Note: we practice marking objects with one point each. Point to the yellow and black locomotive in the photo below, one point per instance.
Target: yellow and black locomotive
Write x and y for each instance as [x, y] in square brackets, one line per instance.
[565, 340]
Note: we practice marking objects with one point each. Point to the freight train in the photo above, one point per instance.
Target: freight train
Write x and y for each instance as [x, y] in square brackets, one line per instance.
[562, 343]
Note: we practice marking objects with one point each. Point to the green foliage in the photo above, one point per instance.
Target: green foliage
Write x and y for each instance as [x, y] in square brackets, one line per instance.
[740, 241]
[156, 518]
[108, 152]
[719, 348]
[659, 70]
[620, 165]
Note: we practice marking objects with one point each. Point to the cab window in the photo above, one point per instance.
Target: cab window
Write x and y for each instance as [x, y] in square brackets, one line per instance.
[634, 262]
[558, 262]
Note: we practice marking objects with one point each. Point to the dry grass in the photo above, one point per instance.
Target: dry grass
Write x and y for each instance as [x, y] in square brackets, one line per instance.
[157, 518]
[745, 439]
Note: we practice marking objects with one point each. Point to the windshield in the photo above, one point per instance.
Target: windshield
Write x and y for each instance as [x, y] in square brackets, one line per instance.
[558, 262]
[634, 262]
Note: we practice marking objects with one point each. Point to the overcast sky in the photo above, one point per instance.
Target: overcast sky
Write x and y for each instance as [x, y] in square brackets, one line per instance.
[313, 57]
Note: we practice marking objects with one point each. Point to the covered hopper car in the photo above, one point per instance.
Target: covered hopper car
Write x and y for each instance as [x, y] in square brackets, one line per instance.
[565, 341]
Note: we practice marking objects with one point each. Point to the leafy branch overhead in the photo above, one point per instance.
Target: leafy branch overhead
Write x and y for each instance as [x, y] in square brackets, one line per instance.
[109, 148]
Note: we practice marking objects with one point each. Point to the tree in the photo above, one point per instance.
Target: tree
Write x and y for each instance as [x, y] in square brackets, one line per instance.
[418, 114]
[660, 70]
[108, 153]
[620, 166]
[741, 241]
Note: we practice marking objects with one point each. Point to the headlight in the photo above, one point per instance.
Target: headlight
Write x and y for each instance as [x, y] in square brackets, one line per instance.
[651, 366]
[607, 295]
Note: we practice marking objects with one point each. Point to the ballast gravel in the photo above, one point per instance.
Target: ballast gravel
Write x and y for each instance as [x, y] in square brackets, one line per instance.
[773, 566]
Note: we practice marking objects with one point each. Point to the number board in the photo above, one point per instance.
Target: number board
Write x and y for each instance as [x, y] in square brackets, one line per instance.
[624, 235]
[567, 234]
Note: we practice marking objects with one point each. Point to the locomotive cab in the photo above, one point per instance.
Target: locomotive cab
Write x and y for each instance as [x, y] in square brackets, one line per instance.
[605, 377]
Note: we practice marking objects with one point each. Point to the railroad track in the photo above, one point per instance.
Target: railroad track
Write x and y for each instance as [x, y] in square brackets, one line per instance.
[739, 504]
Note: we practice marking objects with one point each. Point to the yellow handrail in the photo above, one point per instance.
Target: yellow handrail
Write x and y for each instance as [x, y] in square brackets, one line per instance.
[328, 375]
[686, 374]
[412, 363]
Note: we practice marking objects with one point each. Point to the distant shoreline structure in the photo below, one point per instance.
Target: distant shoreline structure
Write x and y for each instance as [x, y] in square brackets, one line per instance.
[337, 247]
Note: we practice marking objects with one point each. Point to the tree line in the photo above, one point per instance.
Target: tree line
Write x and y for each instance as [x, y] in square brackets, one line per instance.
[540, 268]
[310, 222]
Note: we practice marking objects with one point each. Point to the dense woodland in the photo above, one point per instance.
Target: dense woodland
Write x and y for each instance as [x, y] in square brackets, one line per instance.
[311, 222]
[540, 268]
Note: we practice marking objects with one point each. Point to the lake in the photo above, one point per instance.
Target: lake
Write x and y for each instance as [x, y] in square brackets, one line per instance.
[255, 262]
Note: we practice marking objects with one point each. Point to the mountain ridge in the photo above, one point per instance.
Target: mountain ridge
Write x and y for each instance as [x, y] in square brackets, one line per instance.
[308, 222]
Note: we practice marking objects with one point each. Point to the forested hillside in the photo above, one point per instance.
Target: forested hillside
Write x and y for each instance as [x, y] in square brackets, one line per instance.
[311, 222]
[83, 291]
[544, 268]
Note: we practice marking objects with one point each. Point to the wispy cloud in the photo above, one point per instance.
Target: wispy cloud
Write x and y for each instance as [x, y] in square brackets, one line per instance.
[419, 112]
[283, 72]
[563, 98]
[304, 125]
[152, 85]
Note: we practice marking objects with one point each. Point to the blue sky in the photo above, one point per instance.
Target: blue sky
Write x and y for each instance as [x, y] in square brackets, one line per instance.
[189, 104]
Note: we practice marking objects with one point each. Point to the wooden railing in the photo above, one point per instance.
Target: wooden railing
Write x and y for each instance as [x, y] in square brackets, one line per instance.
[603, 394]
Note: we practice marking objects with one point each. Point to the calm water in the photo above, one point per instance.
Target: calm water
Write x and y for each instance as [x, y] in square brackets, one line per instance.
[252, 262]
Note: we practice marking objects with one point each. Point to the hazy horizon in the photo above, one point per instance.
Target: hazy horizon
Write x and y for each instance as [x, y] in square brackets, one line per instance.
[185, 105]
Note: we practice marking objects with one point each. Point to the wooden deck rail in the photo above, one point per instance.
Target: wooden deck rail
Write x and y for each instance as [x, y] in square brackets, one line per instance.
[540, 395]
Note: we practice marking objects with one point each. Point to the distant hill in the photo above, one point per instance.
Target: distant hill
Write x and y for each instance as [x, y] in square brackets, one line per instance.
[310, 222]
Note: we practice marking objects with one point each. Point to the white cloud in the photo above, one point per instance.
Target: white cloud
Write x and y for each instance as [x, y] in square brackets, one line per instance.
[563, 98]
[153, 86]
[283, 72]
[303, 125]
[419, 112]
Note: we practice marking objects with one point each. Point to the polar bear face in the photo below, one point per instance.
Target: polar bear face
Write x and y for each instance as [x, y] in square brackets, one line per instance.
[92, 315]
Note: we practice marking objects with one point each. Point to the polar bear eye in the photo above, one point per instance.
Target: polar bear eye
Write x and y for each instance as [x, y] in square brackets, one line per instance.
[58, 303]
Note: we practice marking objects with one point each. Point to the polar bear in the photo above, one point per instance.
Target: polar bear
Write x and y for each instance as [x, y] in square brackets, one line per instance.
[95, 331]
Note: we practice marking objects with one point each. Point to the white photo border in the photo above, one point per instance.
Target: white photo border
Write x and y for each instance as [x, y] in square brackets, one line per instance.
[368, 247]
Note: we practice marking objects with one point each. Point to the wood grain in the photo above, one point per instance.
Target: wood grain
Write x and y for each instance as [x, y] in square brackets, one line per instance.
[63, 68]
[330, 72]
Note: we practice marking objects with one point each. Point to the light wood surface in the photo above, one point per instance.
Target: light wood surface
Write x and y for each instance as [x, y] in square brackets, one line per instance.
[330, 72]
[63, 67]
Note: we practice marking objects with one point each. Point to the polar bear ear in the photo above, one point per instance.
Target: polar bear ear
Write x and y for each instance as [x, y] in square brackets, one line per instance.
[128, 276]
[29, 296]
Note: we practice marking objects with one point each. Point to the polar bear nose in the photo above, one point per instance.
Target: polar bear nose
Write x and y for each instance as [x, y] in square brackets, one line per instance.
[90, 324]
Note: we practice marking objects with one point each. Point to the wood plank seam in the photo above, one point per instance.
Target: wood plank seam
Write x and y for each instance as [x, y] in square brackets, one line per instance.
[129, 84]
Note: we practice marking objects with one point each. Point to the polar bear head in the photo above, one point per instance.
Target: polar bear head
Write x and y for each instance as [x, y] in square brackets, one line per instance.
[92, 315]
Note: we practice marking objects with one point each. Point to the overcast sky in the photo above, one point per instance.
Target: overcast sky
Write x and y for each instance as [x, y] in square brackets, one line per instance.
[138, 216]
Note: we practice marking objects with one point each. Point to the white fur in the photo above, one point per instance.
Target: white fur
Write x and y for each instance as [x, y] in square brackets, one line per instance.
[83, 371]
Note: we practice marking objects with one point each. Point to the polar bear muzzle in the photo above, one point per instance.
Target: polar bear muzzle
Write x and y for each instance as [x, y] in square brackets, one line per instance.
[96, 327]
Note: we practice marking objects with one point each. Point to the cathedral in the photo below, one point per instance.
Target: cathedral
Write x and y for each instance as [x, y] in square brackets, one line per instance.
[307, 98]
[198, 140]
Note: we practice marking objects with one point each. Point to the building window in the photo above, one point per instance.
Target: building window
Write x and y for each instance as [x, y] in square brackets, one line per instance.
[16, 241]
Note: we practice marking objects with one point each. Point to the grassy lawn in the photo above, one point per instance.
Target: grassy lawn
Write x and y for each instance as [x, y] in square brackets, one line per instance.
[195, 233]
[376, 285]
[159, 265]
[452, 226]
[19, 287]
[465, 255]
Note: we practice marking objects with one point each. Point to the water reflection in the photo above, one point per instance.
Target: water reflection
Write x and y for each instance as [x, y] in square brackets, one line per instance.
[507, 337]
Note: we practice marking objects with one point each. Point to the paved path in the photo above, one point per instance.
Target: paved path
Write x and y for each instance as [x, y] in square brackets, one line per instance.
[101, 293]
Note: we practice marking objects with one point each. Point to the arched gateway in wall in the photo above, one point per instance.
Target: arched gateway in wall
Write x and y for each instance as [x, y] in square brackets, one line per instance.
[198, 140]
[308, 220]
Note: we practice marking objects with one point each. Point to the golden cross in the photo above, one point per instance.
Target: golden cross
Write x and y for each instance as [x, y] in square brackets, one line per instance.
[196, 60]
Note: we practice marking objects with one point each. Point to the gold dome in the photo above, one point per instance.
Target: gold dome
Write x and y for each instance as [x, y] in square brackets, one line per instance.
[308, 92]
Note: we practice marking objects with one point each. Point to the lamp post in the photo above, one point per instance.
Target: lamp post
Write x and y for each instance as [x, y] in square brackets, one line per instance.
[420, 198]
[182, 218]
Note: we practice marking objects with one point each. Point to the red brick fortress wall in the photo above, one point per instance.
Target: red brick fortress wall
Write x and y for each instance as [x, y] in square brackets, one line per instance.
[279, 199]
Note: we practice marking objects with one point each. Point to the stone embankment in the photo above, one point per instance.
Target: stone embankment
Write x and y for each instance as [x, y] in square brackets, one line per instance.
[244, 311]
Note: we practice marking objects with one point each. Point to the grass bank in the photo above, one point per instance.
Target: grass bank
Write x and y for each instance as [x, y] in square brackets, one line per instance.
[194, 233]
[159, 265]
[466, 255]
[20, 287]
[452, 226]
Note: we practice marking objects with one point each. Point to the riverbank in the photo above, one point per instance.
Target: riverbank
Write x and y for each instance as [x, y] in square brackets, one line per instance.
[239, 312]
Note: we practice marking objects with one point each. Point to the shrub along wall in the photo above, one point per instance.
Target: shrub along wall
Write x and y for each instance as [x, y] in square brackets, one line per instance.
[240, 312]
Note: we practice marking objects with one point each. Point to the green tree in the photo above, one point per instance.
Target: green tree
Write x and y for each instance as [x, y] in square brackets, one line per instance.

┄┄┄┄┄┄

(TASK PROMPT):
Print from the line containing "to the stone" to the last line above, exactly as written.

(WRITTEN RESPONSE):
Note: we practice marking objects with one point each. Point to the stone embankment in the photo above, one point per instance.
Target: stone embankment
Write x and y for each instance as [x, y] in square brackets, one line per instance.
[244, 311]
Note: we practice marking objects with one point each. Point to the grass bank in the photo above, one point per instance.
Target: grass bank
Write x and y for each instance as [x, y] in square brackets, one line per instance.
[194, 233]
[159, 265]
[466, 255]
[20, 287]
[452, 226]
Note: we practice marking objects with one point each. Point to the riverbank in the photo above, one point per instance.
Target: riverbank
Write x and y for each instance as [x, y] in square brackets, one line per instance.
[239, 312]
Note: we practice marking objects with one point each. Point to the shrub along wall in the photo above, one point per instance.
Target: shrub along wall
Write x and y for each instance as [x, y] in square brackets, one line per instance.
[240, 312]
Note: we practice marking objects with one point each. Point to the green tree in the photo above, one point per instance.
Target: green tree
Write x and y for each instance as [x, y] in square brackets, one line per instance.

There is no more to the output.